▸ **To do**: Below are records to repeat exactly. Omit the pictures from the copy.

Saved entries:

###

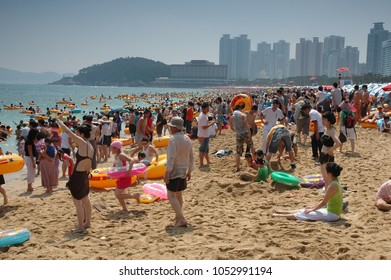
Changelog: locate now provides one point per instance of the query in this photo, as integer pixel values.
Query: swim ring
(147, 198)
(156, 189)
(310, 181)
(160, 142)
(14, 236)
(10, 163)
(121, 172)
(99, 179)
(155, 171)
(248, 102)
(366, 124)
(285, 179)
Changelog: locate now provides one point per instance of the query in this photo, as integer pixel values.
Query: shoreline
(228, 218)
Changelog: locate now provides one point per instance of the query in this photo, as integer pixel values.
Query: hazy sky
(65, 36)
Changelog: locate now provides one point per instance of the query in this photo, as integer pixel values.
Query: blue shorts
(204, 146)
(281, 134)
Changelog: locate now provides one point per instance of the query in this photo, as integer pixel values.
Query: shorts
(138, 137)
(78, 184)
(106, 140)
(303, 125)
(67, 151)
(204, 146)
(243, 139)
(132, 129)
(220, 120)
(281, 134)
(325, 158)
(319, 215)
(349, 133)
(177, 185)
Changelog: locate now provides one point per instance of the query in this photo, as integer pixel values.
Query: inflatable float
(14, 236)
(125, 142)
(259, 122)
(76, 111)
(155, 171)
(242, 98)
(99, 179)
(147, 198)
(160, 142)
(311, 181)
(121, 172)
(10, 163)
(366, 124)
(156, 189)
(285, 179)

###

▸ **Response area**:
Changelog: locate now provides one point per instance of the query in this photo, as integer pixel values.
Query: swim ring
(147, 198)
(156, 189)
(310, 181)
(160, 142)
(14, 236)
(10, 163)
(121, 172)
(99, 179)
(155, 171)
(248, 102)
(366, 124)
(285, 179)
Changelog: locate now provides one point per instance of the query in this photo, as integer pixel values.
Query: shoreline
(228, 218)
Changelog: locate now provides one point per instance of the query in this photo, as integer pixel values.
Query: hazy sky
(65, 36)
Changelog: locate now provides one point per instance of the query in this photo, as integer pixel values.
Query: blue shorts
(204, 146)
(281, 134)
Changelog: locate now provides one point per instance of the query in this photo, as integer pixel values.
Query: shorts
(138, 137)
(78, 184)
(106, 140)
(303, 125)
(67, 151)
(204, 146)
(243, 139)
(132, 129)
(220, 120)
(281, 134)
(325, 158)
(319, 215)
(349, 133)
(177, 185)
Changelog: locate now provides one point per instance of the query in this photo, as integer pixel values.
Query: inflatable float
(14, 236)
(125, 142)
(259, 122)
(76, 111)
(155, 171)
(242, 98)
(99, 179)
(147, 198)
(160, 142)
(311, 181)
(121, 172)
(10, 163)
(366, 124)
(156, 189)
(285, 179)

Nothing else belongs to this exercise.